### [What the exercise asks]
Continue the abstract on PSP94 expression in prostate cancer, picking up right after its last sentence.

### [Text segment]
>>>>>
Abstract
Objective Prostate secretory protein of 94 amino acids (PSP94) is a target gene of the EZH2 transcriptional repressor and is often downregulated in prostate cancer; however, its prognostic value is disputed.
Methods Immunohistochemical analysis of a tissue microarray of 12, 432 prostate cancer specimens was performed to evaluate PSP94 expression. Correlation of PSP94 expression with tumor phenotype, patient prognosis, TMPRSS2:ERG fusion status, EZH2 expression and PTEN deletion was studied.
<<<<<
### [Dataset content]
>>>>>
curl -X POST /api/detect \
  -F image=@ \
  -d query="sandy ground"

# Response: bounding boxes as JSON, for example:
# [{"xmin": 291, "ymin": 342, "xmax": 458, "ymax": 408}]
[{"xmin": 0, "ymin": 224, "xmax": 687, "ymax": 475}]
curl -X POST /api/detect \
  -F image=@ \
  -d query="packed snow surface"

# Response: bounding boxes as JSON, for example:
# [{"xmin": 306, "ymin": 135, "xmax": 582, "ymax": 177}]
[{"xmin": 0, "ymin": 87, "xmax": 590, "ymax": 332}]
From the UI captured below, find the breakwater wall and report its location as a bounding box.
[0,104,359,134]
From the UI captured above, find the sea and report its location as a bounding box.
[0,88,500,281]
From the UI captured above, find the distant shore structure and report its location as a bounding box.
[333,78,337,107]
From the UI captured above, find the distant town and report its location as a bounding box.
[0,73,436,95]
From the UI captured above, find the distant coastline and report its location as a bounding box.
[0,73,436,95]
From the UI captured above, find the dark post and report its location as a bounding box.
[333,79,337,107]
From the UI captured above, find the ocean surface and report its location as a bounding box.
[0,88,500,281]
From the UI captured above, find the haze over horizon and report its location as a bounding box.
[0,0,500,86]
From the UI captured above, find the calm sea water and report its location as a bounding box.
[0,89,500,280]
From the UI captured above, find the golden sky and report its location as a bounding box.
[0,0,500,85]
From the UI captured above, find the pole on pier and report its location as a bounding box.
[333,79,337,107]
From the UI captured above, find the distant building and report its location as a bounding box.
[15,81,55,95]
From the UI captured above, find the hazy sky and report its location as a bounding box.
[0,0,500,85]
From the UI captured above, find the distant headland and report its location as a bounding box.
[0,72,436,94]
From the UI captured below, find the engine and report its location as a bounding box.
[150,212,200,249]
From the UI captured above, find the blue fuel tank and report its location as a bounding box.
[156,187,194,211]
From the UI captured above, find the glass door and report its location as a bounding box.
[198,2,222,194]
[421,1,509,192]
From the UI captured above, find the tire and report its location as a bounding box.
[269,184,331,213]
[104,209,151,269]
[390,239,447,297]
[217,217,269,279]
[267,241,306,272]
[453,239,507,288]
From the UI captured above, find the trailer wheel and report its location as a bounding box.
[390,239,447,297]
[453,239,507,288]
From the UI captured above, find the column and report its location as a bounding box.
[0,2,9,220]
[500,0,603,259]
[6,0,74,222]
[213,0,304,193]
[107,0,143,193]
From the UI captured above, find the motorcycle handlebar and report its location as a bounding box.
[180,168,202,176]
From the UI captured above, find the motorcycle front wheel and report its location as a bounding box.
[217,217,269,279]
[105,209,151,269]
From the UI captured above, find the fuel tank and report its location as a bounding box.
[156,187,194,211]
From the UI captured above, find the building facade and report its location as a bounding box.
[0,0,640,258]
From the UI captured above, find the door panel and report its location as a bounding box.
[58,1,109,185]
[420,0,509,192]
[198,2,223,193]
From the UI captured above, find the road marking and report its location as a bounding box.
<<<<<
### [Written answer]
Results PSP94 expression was increased in benign prostatic hyperplasia; however, it was downregulated in 48% and negative in 42% of the 9, 881 interpretable prostate cancer specimens. The loss of PSP94 expression was inversely correlated to EZH2 expression (P < 0.0001) and largely unrelated to the ERG status, but strongly correlated with high Gleason grade, advanced tumor stage, and nodal metastasis ( P <0.0001 each). The fraction of PSP94-negative cancer specimens increased from 40% in pT2 to 52% in pT3b-pT4 ( P < 0.0001) and from 40% in Gleason 3+3 = 6 to 46% in Gleason 4+3 = 7 and 60% in Gleason ≥4+4 = 8 ( P < 0.0001). Loss of PSP94 was linked to early prostate-specific antigen recurrence, but with little absolute effect ( P < 0.0001). However, it provided additional prognostic impact in cancer specimens with PTEN deletion. Loss of PSP94 deteriorated prognosis of cancer patients with PTEN deletion by more than 10% (P < 0.0001). The combination of PTEN deletion and PSP94 loss provided independent prognostic information that was observed in several subgroups defined by classical and quantitative Gleason grade.
Conclusions The results of our study suggest that combined PSP94/PTEN analysis can be potentially used in the clinical prognosis of prostate cancer.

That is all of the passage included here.